((

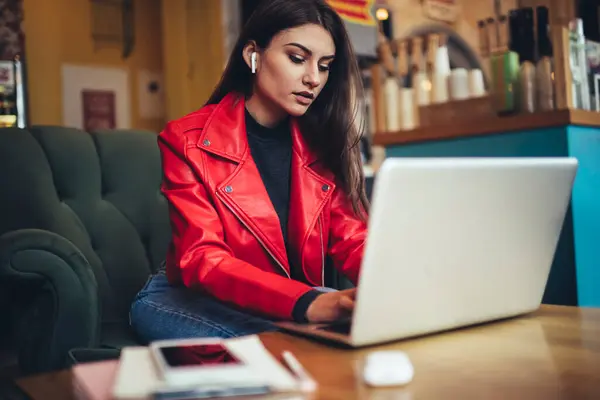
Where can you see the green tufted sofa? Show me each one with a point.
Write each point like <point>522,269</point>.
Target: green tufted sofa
<point>82,225</point>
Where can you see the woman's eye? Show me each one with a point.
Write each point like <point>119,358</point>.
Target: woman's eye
<point>296,59</point>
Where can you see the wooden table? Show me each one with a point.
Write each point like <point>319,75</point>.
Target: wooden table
<point>551,354</point>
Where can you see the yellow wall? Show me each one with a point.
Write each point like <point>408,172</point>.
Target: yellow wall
<point>193,49</point>
<point>59,31</point>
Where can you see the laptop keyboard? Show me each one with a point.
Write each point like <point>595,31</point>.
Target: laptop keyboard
<point>342,327</point>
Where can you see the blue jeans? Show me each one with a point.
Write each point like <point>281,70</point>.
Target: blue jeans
<point>161,311</point>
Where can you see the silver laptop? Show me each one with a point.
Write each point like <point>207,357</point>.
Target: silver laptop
<point>454,242</point>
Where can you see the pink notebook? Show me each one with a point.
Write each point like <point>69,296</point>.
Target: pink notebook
<point>94,381</point>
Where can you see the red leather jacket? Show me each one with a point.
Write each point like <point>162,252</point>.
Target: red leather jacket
<point>227,238</point>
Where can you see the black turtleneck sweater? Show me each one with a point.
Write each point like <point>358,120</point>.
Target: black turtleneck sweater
<point>271,149</point>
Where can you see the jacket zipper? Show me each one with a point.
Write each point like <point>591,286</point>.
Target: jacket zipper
<point>322,253</point>
<point>255,236</point>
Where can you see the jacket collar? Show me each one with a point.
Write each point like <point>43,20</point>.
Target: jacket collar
<point>225,128</point>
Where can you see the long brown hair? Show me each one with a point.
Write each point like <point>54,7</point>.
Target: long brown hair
<point>329,125</point>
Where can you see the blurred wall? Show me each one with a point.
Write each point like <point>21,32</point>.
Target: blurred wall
<point>59,32</point>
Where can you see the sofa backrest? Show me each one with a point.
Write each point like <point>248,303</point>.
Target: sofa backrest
<point>98,190</point>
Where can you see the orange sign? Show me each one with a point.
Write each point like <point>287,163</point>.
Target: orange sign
<point>355,11</point>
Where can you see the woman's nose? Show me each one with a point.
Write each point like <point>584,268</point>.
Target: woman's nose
<point>312,77</point>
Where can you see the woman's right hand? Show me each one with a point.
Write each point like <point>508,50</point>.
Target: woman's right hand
<point>332,306</point>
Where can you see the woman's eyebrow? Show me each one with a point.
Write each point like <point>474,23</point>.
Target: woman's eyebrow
<point>307,50</point>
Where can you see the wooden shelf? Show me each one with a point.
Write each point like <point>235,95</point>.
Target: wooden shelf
<point>489,126</point>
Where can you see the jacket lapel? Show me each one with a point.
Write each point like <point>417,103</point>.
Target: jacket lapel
<point>246,196</point>
<point>243,191</point>
<point>308,194</point>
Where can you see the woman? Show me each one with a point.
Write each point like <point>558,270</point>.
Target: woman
<point>264,183</point>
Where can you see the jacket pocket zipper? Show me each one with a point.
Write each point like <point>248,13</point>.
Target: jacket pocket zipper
<point>322,253</point>
<point>255,236</point>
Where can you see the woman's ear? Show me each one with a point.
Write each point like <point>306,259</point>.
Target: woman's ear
<point>250,54</point>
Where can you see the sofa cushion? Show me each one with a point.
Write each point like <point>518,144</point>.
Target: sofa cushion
<point>100,191</point>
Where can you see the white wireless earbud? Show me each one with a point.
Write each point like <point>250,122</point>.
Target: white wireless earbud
<point>253,61</point>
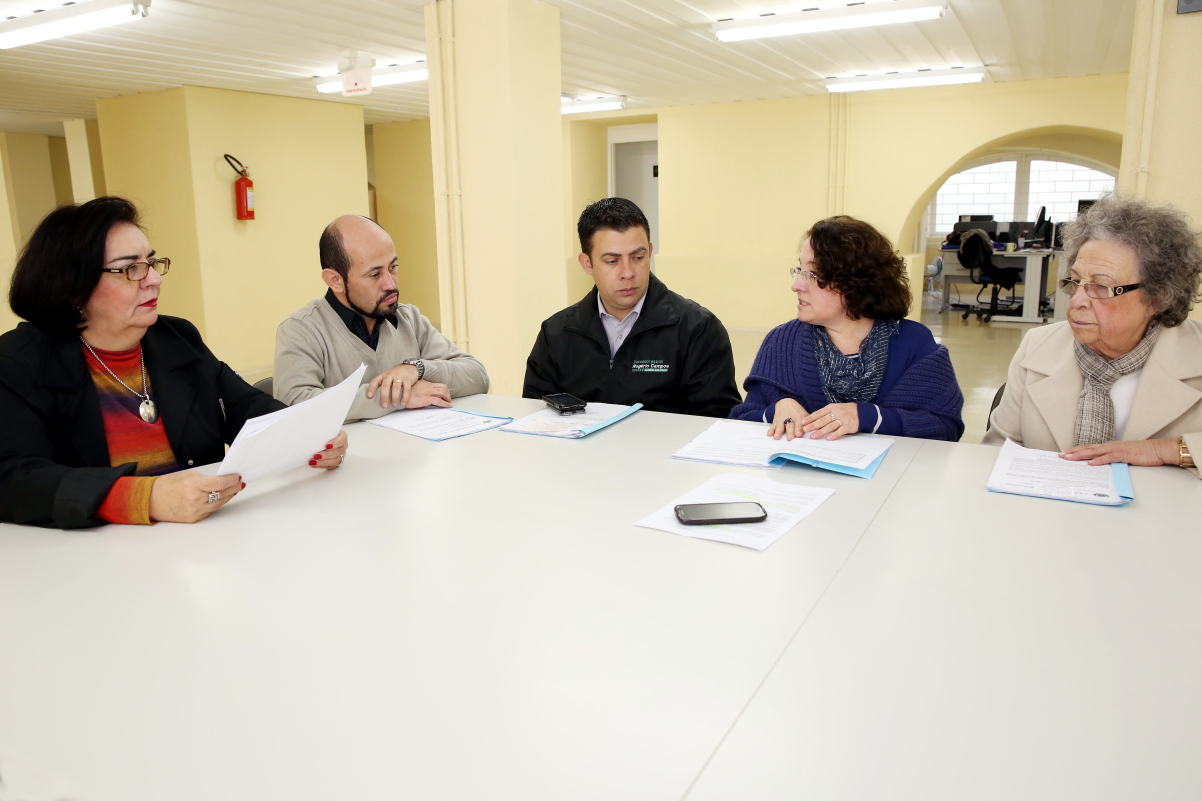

))

- **WHAT THE TASK ASKS**
Could you rewrite the whole listing above, changing every "Where can you see" to "Where do you spot", keeping everything else the same and leaving out the pictures?

- **THE ANSWER**
Where do you spot the green tufted sofa? Show me each one with a point.
Write each point like <point>522,269</point>.
Target: green tufted sofa
<point>82,225</point>
Where do you spot the woman's eye? Show me each one with a point.
Write each point like <point>119,358</point>.
Target: woman's eye
<point>296,59</point>
Where do you spot the wooden table? Show me each one with a point.
Write each point like <point>319,75</point>.
Target: wooden table
<point>551,354</point>
Where do you spot the yellow wall? Show me each one with a point.
Write each point like <point>408,172</point>.
Target: yellow wall
<point>193,49</point>
<point>59,31</point>
Where do you spot the laptop keyboard? Show me each one with a point.
Write each point like <point>595,31</point>.
Target: laptop keyboard
<point>342,327</point>
Where do you spot the blue jeans? Show me each one with a point.
Write each point like <point>281,70</point>.
Target: blue jeans
<point>161,311</point>
Where do you spot the silver laptop? Show me each one with a point.
Write each point like <point>207,357</point>.
Target: silver laptop
<point>454,242</point>
Where do you spot the pink notebook? Show me each one with a point.
Write each point like <point>69,296</point>.
Target: pink notebook
<point>94,381</point>
Where do you spot the red leather jacket? Show me each one with a point.
Write each point like <point>162,252</point>.
Target: red leather jacket
<point>227,238</point>
Where do you spot the black turtleneck sweater? Show me each one with a point.
Write each point like <point>358,120</point>.
Target: black turtleneck sweater
<point>271,149</point>
Where do you spot the jacket zipper? Show me each one with a point.
Write each point like <point>591,286</point>.
Target: jacket zipper
<point>322,253</point>
<point>255,236</point>
Where do you spot the jacket collar? Show me each one with a point.
Write each point like <point>43,20</point>.
Target: jacket collar
<point>225,128</point>
Where do you spot the long brown hair? Show me each one with a point.
Write each point like <point>54,7</point>.
Target: long brown hair
<point>329,125</point>
Where do you spot the blurred wall? Show me each one with a point.
Write each point like <point>21,32</point>.
Target: blurred wall
<point>59,32</point>
Where do you spot the sofa backrest? Show me each one with a point.
Write each point like <point>248,303</point>.
Target: sofa backrest
<point>98,190</point>
Where do you spot the orange sign? Show me each one with a point.
Write each point like <point>287,163</point>.
Target: orange sign
<point>355,11</point>
Where do you spot the woman's nose? Show me each one with a point.
Write each point like <point>584,268</point>.
Target: woman's nose
<point>312,77</point>
Where do you spot the woman's right hand? Show me each one with a point.
Write each point like <point>508,50</point>.
Target: woman's right hand
<point>332,306</point>
Where do you spot the woman's eyebrow? Show me each one with a point.
Write each point like <point>474,23</point>.
Target: woman's eyebrow
<point>307,50</point>
Where do you spot the wooden shelf? Show me each one with a point.
Write each point like <point>235,95</point>.
Target: wooden shelf
<point>489,126</point>
Where do you spot the jacket lapel? Show me each one with a point.
Write each point like <point>417,103</point>.
Target: jacket lapel
<point>246,196</point>
<point>243,191</point>
<point>308,194</point>
Where do you spot the woman? Show me each one with a point.
Write each point like <point>558,270</point>.
Target: woman
<point>264,183</point>
Where do you spot the jacket pocket zipper? Show me each one with a point.
Write each point like <point>248,13</point>.
Target: jacket pocket zipper
<point>322,253</point>
<point>255,236</point>
Where do you spot the woman's ear? Show me each one with a point.
Write each point like <point>306,259</point>.
Target: woman's ear
<point>250,54</point>
Where do you spot the sofa cushion? Show me each one with a point.
Write each point like <point>518,144</point>.
Target: sofa cushion
<point>100,191</point>
Where do you spot the white wireless earbud? Show me each one with a point.
Write each point like <point>250,122</point>.
Target: white wireless earbud
<point>253,61</point>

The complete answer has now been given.